Saved entries:
•••
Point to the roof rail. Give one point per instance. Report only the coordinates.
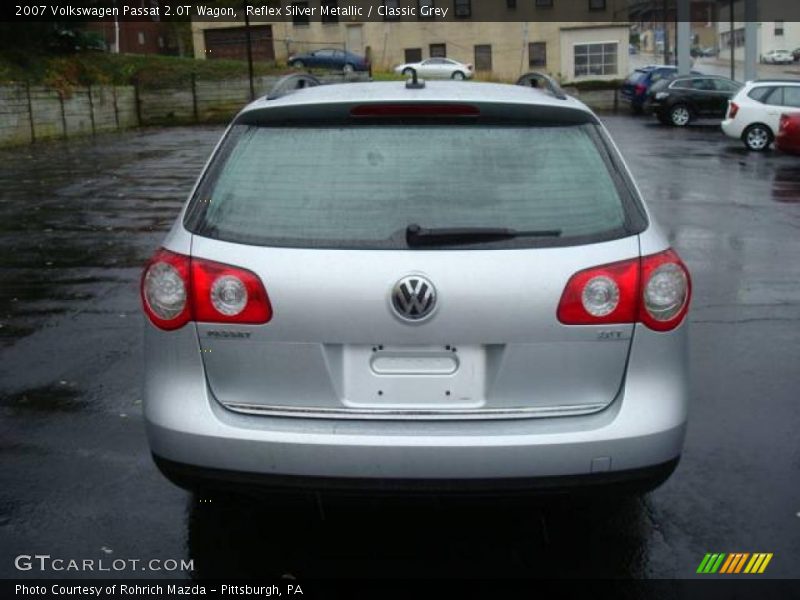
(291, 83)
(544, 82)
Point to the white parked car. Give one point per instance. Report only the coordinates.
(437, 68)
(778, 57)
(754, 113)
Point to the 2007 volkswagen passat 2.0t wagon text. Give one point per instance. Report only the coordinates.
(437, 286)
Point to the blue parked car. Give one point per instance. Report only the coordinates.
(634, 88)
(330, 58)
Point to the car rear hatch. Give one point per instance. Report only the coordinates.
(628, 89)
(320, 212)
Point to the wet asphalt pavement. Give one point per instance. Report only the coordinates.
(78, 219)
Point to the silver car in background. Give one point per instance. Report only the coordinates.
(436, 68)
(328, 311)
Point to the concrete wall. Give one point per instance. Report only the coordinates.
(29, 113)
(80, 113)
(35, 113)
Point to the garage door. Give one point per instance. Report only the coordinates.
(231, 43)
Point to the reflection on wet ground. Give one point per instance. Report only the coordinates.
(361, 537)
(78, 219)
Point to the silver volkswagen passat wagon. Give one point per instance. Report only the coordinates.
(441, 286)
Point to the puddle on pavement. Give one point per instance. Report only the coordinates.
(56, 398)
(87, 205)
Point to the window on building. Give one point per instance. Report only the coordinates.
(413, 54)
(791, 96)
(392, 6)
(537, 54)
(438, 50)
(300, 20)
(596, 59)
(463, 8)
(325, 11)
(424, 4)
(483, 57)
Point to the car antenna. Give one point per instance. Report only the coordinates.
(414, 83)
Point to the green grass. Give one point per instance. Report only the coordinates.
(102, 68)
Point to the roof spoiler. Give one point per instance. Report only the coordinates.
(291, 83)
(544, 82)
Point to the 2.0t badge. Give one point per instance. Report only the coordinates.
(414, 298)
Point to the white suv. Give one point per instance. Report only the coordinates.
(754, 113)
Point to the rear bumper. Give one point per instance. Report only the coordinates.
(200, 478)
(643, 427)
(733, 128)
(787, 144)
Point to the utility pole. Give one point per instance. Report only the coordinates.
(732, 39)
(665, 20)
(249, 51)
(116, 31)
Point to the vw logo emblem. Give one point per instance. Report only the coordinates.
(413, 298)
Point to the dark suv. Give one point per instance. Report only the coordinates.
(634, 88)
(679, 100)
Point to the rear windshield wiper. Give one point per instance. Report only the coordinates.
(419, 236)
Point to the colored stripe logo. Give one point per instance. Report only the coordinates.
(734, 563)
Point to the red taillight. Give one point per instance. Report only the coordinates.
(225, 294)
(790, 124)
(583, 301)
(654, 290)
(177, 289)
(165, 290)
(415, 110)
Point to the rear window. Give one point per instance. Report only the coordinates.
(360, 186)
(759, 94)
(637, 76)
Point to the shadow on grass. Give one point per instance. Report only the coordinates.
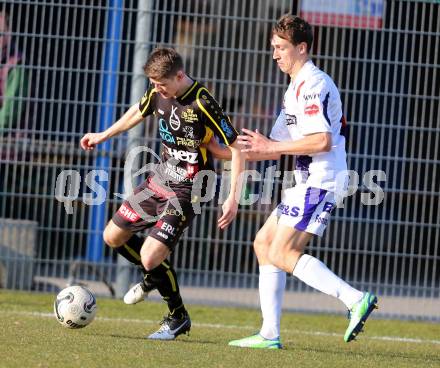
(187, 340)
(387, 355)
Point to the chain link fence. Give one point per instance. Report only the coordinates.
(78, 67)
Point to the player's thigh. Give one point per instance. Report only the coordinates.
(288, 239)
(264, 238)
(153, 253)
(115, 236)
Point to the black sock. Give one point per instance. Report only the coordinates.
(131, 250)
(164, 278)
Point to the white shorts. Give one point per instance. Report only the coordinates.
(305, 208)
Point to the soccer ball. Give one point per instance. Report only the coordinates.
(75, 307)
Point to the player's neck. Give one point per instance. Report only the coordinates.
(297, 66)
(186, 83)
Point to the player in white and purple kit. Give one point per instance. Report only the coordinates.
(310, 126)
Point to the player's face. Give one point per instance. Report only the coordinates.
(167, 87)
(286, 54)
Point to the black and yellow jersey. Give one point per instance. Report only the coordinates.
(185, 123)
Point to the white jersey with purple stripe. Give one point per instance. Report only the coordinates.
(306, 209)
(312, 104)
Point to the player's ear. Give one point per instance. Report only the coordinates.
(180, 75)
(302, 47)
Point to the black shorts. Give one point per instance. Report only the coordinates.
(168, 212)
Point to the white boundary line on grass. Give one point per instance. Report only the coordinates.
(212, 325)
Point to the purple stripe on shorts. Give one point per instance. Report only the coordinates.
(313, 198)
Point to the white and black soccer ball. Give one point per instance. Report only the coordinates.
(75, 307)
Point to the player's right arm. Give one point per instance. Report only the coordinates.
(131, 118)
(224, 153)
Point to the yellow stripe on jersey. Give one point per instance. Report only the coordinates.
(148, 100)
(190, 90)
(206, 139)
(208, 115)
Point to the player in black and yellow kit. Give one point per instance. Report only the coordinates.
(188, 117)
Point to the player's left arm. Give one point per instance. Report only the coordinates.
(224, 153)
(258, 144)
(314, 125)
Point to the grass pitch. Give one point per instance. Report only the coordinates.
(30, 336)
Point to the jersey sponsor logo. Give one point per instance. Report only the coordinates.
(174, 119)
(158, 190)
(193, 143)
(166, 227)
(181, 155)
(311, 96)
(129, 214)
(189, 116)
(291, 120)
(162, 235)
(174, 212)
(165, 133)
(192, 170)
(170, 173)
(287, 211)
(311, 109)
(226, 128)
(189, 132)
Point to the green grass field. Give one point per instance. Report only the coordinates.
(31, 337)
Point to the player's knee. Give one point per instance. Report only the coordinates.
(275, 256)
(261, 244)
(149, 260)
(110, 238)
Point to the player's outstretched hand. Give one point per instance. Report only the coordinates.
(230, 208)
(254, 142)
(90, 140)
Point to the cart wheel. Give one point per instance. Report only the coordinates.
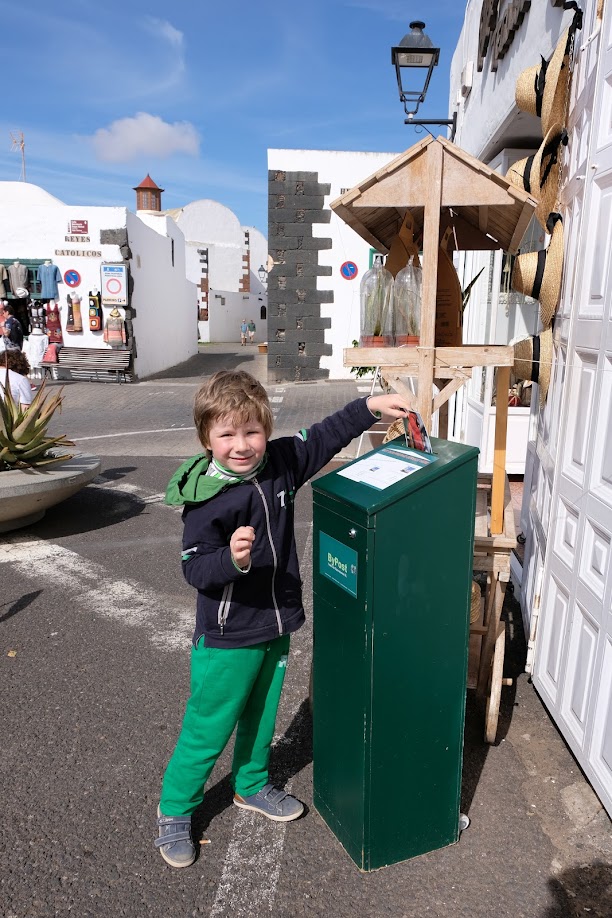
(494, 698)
•••
## Task to complete:
For every entry, return its exact wording and leave out any image.

## Answer for this exercise:
Point to the roof rail. Give one point per instance. Report only the coordinates.
(291, 83)
(544, 82)
Point to the white parked car. Give one point per instance. Report only the coordinates.
(437, 68)
(778, 57)
(754, 113)
Point to the 2007 volkswagen passat 2.0t wagon text. Give one point per instance. Report only the coordinates.
(437, 286)
Point to the blue parked car. Give one point per instance. Report only the coordinates.
(634, 88)
(330, 58)
Point to the car rear hatch. Give one point per instance. Report only the coordinates.
(628, 89)
(320, 212)
Point to the wet asphalt pavement. Give one point per instance. Report only the coordinates.
(78, 219)
Point to the silver car in background. Give one point per instance. Report only the coordinates.
(436, 68)
(328, 311)
Point to the concrete wall. Give one point per instance. Report only the coordinates.
(29, 113)
(80, 113)
(35, 113)
Point to the garage door. Give one point per instance. Report only the coordinates.
(231, 43)
Point to the reflection on wet ground. Give one point per instance. Report only the coordinates.
(361, 537)
(78, 219)
Point to the silver volkswagen passat wagon. Give one point per instance. Report only the coordinates.
(441, 286)
Point to the puddle on pavement. Give one point per instance. Report only the coordinates.
(56, 398)
(87, 205)
Point to the window on building. Give one point per instance. Report only the coordinates.
(413, 54)
(791, 96)
(392, 6)
(537, 54)
(438, 50)
(300, 20)
(596, 59)
(463, 8)
(325, 11)
(424, 4)
(483, 57)
Point to the car antenna. Give one point per instance. Report only the coordinates.
(414, 83)
Point to the green grass. Give one point per instance. Report only the coordinates.
(102, 68)
Point to the roof spoiler. Give one point per instance. Report only the coordinates.
(291, 83)
(544, 82)
Point to the 2.0t badge. Give one point per instance. Report only the coordinates.
(414, 298)
Point to the white suv. Give one point per instance. Report only the coordinates.
(754, 113)
Point to the rear bumper. Give one point per instance. Report only the coordinates.
(200, 478)
(643, 427)
(733, 128)
(787, 144)
Point to the utility pole. Give one point per instance. Report only the coordinates.
(732, 39)
(665, 20)
(249, 51)
(116, 31)
Point to the vw logo emblem. Give one point per instance. Report only the coordinates.
(413, 298)
Point to the dark suv. Give one point per instance. Report only the coordinates.
(634, 88)
(679, 100)
Point to the rear windshield wiper. Give one point per instance. Report only the coordinates.
(419, 236)
Point to the colored stripe logo. Give one point per instance. Report only the coordinates.
(734, 563)
Point to the red taillight. Give one point per instance. Report only the coordinates.
(225, 294)
(790, 124)
(583, 301)
(654, 290)
(177, 289)
(165, 290)
(415, 110)
Point to the rear window. Give one point per instance. Report only the coordinates.
(360, 186)
(759, 94)
(637, 76)
Point to the shadow on grass. Give one point per instance. Report only the coordinates.
(187, 340)
(387, 355)
Point to the chain link fence. Give one point per instance. Report only the coordinates.
(78, 67)
Point to the player's thigh. Give one point per instance. Report only the coordinates.
(288, 239)
(264, 238)
(153, 253)
(115, 236)
Point to the black sock. Give one point per instance. Report only the coordinates.
(131, 250)
(164, 278)
Point to the white shorts. Give one point per instance. Report only the coordinates.
(305, 208)
Point to the soccer ball. Give one point per instance. Report only the coordinates.
(75, 307)
Point to the player's neck. Give one point per instance. Report only the coordinates.
(297, 66)
(186, 83)
Point to the player in white and purple kit. Give one point per instance. Report only the coordinates.
(310, 126)
Point to the player's face. Give one point per instance. Report only the coordinates.
(167, 87)
(286, 54)
Point to the black and yellow jersey. Give one point per instance. Report only the coordinates.
(185, 123)
Point to the white jersey with purple stripe. Give one point per instance. Report only the coordinates.
(306, 209)
(312, 104)
Point to the player's ear. Give one point per instance. Report only the coordinates.
(180, 75)
(302, 47)
Point to the black shorts. Give one point per instance. Report only the coordinates.
(168, 212)
Point to the white boundary line on grass. Give one point per instance. Report only the coordinates.
(212, 325)
Point to the purple stripe on shorts. Give one point per instance. Report only the coordinates.
(313, 198)
Point to the white and black soccer ball. Give one point per instance. Report only the coordinates.
(75, 307)
Point to the player's right arm. Give one point per instance. Report only the coordinates.
(131, 118)
(224, 153)
Point to the yellow stripe on jersey. Give one point per instance. Report only the coordinates.
(148, 100)
(190, 90)
(206, 139)
(208, 115)
Point to the player in black and yellow kit. Give one point per instance. Report only the coordinates.
(188, 117)
Point to the player's left arm. Give one point per instance. Report only the coordinates.
(224, 153)
(258, 144)
(314, 125)
Point to the grass pitch. Give one point per instance. Report only the coordinates.
(30, 336)
Point to the jersey sponsor logo. Give one point per instance. Report only the coordinates.
(174, 119)
(158, 190)
(193, 143)
(166, 227)
(181, 155)
(311, 96)
(129, 214)
(189, 116)
(291, 120)
(162, 235)
(174, 212)
(165, 133)
(192, 170)
(170, 173)
(287, 211)
(311, 109)
(226, 128)
(189, 132)
Point to the green grass field. Give one point per instance. Report only the coordinates.
(31, 337)
Point to the player's knee. Give one point per instance. Report only the coordinates.
(275, 256)
(261, 244)
(149, 260)
(110, 238)
Point to the player's outstretched hand. Give one point per instance. Report only the coordinates.
(230, 208)
(254, 142)
(90, 140)
Point to the cart wheel. Give one point per instance. Report only the coordinates.
(494, 698)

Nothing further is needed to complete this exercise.